Arrange the lines below, from the first line of the items through the line containing "(174, 149), (183, 158)", inclusive, as a Markdown table with the columns Row and Line. Leave out blank lines.

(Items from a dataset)
☆ ☆ ☆ ☆ ☆ ☆ ☆
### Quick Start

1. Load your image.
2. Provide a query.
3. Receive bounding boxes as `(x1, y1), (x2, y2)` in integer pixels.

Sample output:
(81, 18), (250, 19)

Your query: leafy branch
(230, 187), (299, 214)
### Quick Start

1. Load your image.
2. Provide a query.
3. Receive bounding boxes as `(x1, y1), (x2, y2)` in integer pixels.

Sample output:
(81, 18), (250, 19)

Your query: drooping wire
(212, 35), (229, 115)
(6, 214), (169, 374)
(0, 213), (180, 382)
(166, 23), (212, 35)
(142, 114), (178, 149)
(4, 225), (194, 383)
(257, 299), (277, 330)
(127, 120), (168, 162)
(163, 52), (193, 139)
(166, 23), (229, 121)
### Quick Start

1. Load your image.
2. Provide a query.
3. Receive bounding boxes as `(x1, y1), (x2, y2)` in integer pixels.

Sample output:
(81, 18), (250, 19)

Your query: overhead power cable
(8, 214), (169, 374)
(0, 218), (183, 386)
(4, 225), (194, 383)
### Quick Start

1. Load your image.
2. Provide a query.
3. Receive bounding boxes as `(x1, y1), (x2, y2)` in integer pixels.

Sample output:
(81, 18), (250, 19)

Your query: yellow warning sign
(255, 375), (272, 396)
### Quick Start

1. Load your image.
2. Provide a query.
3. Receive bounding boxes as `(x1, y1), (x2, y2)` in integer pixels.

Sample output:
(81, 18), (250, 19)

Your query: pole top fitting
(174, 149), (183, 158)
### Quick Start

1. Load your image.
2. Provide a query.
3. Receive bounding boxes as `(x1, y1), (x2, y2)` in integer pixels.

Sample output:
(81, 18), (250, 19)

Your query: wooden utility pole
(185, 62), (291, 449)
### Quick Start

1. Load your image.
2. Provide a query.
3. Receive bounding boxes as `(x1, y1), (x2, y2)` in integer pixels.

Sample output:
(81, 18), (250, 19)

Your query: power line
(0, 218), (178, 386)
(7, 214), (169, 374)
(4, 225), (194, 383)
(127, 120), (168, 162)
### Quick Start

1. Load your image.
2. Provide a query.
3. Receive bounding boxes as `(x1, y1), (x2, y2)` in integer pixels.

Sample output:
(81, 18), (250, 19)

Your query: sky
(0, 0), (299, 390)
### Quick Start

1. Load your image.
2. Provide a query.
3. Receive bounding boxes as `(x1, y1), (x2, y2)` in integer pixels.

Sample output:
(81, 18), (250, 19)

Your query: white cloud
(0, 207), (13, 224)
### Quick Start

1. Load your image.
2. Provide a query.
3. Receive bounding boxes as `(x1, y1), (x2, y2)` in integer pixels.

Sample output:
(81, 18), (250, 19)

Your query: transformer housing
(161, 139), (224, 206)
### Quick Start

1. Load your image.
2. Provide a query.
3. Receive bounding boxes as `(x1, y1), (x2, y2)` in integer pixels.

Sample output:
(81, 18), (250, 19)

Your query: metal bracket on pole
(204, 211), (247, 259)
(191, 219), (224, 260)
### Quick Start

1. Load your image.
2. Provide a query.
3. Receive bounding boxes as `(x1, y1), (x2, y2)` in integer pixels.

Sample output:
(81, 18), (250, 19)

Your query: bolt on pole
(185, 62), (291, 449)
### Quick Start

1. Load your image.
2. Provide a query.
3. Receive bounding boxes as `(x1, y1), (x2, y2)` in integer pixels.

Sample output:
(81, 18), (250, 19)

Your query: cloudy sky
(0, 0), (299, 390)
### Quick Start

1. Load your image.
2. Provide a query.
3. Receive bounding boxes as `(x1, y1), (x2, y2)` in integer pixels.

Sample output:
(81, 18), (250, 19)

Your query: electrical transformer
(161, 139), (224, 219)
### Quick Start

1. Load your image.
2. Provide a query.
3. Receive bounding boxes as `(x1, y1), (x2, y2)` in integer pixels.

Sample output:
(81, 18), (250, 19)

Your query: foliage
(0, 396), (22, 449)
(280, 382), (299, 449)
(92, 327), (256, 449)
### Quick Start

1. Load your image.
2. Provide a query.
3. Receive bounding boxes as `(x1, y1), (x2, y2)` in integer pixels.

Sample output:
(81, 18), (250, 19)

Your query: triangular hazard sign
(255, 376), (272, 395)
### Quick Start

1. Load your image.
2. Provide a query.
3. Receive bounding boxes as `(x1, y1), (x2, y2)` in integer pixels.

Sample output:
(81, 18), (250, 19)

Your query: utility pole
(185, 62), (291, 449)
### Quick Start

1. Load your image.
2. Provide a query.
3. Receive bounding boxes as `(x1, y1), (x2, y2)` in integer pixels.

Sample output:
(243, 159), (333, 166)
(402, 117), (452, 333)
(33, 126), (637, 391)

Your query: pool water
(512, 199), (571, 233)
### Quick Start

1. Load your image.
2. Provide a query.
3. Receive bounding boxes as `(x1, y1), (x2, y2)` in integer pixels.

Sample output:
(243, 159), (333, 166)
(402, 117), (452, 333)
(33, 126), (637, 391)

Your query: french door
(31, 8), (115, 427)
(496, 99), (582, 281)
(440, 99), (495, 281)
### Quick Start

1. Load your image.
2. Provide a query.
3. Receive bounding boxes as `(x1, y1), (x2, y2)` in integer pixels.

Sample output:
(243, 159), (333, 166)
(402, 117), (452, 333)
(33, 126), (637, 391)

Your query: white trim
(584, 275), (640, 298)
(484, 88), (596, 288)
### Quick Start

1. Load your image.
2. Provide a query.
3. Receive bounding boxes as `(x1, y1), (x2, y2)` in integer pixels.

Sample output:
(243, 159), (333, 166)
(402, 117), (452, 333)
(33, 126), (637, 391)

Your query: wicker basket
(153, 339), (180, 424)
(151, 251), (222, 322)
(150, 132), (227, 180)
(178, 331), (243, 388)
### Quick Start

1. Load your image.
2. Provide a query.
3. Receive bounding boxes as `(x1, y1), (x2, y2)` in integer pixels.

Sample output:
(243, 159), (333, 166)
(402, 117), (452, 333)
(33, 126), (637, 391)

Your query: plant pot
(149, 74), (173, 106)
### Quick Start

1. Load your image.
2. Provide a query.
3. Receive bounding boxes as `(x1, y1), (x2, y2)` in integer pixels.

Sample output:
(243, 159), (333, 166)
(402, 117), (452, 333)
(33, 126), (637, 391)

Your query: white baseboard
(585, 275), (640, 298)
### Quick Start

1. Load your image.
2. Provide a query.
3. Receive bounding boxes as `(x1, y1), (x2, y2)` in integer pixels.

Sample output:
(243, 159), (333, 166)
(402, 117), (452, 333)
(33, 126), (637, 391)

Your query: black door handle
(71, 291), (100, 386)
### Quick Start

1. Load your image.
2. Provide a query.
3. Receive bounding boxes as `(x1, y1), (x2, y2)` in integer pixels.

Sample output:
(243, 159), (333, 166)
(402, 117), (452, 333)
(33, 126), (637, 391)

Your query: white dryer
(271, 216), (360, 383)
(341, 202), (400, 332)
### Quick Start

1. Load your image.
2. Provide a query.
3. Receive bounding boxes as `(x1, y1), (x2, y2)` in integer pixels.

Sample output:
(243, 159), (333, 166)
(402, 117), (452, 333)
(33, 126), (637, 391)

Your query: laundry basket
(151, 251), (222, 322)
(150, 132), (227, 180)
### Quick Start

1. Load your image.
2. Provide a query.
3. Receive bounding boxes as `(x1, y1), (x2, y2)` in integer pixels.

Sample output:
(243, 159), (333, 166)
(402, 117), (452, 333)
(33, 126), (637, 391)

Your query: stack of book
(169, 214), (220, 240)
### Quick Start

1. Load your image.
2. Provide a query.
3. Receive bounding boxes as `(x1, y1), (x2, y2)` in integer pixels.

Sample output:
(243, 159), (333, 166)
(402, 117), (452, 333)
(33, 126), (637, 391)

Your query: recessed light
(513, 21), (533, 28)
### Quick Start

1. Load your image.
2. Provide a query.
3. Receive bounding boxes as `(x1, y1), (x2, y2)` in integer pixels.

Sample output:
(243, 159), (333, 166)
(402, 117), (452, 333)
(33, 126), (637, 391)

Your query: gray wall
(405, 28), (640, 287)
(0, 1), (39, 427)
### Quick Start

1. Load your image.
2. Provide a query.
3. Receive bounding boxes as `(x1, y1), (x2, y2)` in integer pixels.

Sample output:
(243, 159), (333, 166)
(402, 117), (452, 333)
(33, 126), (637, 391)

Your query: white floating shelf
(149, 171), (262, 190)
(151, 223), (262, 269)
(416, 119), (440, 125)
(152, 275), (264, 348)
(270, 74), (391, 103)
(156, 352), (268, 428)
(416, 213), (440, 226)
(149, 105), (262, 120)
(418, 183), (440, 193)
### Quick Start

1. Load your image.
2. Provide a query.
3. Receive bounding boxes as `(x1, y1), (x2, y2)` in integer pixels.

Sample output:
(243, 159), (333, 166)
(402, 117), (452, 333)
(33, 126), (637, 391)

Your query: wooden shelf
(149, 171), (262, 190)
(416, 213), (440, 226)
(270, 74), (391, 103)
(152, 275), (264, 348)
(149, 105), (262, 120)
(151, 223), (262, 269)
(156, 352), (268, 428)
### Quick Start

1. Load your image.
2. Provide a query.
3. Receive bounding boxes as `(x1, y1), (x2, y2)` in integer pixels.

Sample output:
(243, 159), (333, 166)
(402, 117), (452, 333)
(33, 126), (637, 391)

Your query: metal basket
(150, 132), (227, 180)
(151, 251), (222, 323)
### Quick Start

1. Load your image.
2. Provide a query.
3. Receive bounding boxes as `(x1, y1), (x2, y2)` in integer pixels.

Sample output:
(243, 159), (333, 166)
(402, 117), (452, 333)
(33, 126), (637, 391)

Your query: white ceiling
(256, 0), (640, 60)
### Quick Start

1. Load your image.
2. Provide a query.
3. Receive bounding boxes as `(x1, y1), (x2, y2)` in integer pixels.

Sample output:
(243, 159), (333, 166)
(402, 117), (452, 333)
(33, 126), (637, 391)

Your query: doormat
☆ ☆ ☆ ☆ ☆ ☆ ☆
• EXERCISE RESULT:
| Row | Line |
|---|---|
| 1 | ### Quick Start |
| 2 | 1. Load your image. |
| 3 | 2. Provide a query. |
| 4 | 3. Receive bounding boxes as `(x1, y1), (x2, y2)` in integer pixels. |
| 5 | Sample output: |
| 6 | (81, 18), (250, 19) |
| 7 | Your query: leafy branch |
| 8 | (230, 187), (299, 214) |
| 9 | ### Quick Start |
| 10 | 1. Load your image. |
| 11 | 2. Provide a query. |
| 12 | 3. Receive bounding boxes as `(x1, y1), (x2, y2)` in integer pixels. |
| 13 | Sample output: |
| 14 | (81, 18), (250, 19) |
| 15 | Your query: drooping wire |
| 16 | (212, 35), (229, 115) |
| 17 | (6, 214), (169, 374) |
| 18 | (0, 213), (180, 382) |
| 19 | (166, 23), (212, 35) |
| 20 | (142, 114), (178, 149) |
| 21 | (4, 225), (194, 383) |
| 22 | (257, 299), (277, 330) |
| 23 | (127, 120), (168, 162) |
| 24 | (163, 52), (193, 139) |
| 25 | (166, 23), (229, 121) |
| 26 | ### Quick Start |
| 27 | 1. Load your image. |
| 28 | 2. Provide a query. |
| 29 | 3. Receive bounding boxes as `(x1, y1), (x2, y2)` in integer pixels. |
| 30 | Sample output: |
| 31 | (81, 18), (250, 19) |
| 32 | Your query: overhead power cable |
| 33 | (8, 214), (169, 374) |
| 34 | (0, 218), (183, 386) |
| 35 | (4, 225), (194, 383) |
| 36 | ### Quick Start |
| 37 | 1. Load your image. |
| 38 | 2. Provide a query. |
| 39 | 3. Receive bounding boxes as `(x1, y1), (x2, y2)` in integer pixels. |
| 40 | Sample output: |
| 41 | (81, 18), (250, 19) |
| 42 | Your query: yellow warning sign |
| 43 | (255, 375), (272, 396) |
| 44 | ### Quick Start |
| 45 | 1. Load your image. |
| 46 | 2. Provide a query. |
| 47 | 3. Receive bounding boxes as `(x1, y1), (x2, y2)` in integer pixels. |
| 48 | Sample output: |
| 49 | (81, 18), (250, 19) |
| 50 | Your query: pole top fitting |
| 51 | (174, 149), (183, 158) |